**Exercise prompt**. Find every row below that contains the word "grey" and copy each of those rows in full.

--- start ---

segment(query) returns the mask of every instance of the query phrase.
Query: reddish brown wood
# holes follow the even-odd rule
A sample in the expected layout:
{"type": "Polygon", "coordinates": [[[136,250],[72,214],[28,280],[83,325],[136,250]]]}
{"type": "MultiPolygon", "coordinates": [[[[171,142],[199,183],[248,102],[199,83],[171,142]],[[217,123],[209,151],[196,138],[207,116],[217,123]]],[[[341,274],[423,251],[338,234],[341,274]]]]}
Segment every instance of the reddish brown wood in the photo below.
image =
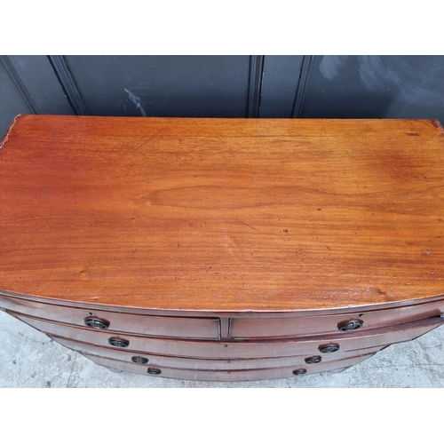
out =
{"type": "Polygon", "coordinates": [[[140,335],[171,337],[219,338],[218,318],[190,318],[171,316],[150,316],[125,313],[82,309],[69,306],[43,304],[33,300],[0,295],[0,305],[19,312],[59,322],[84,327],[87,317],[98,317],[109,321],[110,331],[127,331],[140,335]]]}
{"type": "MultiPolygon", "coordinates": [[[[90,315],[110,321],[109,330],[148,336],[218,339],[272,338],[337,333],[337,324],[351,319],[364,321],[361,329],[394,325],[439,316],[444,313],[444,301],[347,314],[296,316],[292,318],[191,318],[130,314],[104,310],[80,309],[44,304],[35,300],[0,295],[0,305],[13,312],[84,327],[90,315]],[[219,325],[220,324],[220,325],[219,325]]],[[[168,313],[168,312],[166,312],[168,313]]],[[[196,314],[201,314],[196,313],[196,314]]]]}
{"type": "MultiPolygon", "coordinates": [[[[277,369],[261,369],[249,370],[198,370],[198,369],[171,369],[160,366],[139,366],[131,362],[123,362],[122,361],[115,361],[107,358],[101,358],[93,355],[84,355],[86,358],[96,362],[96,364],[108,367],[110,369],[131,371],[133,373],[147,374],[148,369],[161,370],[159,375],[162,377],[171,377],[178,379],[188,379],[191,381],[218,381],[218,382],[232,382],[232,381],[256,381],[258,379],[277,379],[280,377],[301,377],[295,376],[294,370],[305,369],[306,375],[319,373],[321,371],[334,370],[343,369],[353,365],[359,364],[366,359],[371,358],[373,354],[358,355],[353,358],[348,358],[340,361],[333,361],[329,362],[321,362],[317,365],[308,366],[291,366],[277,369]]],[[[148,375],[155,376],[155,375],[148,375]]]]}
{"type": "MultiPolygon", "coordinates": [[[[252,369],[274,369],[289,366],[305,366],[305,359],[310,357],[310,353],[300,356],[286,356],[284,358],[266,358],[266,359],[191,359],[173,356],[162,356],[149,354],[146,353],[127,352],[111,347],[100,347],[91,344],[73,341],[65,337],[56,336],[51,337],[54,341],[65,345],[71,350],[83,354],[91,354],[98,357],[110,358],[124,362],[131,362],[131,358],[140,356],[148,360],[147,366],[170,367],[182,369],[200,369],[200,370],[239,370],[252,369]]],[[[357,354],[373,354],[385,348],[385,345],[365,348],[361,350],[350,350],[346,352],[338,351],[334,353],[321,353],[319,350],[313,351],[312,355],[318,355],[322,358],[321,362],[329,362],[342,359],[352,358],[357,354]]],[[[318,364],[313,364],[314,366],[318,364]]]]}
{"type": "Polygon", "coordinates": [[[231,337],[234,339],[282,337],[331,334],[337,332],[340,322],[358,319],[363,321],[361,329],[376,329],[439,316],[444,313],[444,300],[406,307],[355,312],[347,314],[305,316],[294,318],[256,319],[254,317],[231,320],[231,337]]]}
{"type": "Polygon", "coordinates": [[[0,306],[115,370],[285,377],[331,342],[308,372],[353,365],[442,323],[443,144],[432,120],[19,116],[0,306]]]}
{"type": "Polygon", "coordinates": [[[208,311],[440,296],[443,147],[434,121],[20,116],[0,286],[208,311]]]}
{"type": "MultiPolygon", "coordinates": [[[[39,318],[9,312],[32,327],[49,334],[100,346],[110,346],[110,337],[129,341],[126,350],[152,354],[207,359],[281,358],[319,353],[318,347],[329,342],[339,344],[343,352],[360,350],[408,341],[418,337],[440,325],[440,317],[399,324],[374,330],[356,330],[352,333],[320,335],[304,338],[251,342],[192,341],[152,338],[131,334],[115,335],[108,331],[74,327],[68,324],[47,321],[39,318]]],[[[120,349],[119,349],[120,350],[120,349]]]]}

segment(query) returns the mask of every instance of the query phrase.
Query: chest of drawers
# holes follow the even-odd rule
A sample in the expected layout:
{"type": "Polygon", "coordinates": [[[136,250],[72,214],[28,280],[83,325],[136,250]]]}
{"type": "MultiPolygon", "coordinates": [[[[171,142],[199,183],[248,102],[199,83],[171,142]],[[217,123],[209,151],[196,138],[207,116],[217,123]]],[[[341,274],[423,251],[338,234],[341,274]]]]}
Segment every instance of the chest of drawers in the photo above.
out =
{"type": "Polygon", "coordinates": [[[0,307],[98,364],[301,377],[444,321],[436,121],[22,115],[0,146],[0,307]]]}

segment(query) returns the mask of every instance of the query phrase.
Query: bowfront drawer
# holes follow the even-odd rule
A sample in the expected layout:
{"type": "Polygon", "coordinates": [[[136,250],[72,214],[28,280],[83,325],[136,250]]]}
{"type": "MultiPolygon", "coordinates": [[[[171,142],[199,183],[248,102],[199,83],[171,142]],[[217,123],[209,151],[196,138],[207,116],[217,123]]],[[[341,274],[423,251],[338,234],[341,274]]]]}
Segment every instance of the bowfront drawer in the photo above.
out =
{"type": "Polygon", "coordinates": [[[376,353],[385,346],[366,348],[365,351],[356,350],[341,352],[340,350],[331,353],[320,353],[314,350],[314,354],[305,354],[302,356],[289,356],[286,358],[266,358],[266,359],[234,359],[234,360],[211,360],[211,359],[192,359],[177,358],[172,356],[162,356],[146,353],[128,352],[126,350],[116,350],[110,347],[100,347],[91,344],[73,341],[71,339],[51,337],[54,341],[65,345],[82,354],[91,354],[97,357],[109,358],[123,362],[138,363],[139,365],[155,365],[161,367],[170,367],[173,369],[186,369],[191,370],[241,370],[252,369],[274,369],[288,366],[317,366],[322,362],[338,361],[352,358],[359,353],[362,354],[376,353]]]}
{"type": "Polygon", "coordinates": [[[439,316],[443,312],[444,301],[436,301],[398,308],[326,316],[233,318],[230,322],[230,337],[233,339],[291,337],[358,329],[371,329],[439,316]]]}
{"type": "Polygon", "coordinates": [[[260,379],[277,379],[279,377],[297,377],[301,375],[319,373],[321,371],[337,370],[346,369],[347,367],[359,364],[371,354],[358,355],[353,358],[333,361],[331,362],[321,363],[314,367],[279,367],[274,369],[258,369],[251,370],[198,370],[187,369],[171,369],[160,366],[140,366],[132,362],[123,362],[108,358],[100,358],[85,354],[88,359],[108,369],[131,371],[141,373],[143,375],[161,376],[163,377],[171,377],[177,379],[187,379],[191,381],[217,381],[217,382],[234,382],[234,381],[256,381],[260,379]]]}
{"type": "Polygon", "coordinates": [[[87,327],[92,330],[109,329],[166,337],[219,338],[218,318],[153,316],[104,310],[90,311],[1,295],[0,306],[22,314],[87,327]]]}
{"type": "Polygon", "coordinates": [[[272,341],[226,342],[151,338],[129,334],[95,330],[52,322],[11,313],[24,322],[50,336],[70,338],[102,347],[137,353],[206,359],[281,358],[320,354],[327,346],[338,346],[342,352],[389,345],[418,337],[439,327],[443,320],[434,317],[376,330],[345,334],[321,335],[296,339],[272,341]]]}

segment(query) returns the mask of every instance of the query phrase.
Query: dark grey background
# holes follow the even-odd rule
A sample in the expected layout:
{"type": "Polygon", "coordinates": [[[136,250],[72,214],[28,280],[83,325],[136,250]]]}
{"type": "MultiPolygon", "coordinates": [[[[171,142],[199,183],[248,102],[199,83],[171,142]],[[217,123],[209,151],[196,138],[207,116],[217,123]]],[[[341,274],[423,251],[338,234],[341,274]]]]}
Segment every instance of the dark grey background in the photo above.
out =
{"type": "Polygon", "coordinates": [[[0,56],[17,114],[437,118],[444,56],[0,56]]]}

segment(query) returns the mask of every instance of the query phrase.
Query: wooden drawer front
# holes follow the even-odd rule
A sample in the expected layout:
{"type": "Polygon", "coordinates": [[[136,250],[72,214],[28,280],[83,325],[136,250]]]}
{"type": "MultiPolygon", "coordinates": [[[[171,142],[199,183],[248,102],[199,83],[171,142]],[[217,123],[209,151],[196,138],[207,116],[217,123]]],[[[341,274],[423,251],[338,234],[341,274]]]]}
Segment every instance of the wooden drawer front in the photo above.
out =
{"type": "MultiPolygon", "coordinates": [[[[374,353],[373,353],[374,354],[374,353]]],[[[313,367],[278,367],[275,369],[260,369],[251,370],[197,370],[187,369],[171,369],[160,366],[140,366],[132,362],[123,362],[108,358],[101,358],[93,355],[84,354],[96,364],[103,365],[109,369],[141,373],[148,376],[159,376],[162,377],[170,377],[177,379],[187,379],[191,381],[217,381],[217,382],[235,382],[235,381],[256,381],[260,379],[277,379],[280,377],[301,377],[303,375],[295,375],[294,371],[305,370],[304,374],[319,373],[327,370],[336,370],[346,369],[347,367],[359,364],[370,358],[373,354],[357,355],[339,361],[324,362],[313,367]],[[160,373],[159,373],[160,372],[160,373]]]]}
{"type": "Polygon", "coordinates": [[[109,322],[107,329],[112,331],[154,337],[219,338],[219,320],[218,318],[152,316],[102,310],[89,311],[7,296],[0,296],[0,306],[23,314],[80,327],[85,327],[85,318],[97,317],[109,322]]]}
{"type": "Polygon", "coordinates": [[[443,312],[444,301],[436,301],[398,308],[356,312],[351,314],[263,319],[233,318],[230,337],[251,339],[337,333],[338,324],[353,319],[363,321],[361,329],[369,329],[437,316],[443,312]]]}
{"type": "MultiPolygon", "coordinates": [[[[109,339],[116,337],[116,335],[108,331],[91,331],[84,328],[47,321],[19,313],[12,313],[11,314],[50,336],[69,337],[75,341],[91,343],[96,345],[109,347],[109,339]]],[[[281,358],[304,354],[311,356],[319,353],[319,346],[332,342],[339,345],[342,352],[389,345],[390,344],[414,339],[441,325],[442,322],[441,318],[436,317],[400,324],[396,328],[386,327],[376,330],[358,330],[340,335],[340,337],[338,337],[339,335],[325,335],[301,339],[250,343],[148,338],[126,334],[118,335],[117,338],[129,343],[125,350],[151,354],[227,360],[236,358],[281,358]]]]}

--- end ---

**Solution to the problem**.
Query: dark grey background
Segment every instance of the dark grey background in the photo above.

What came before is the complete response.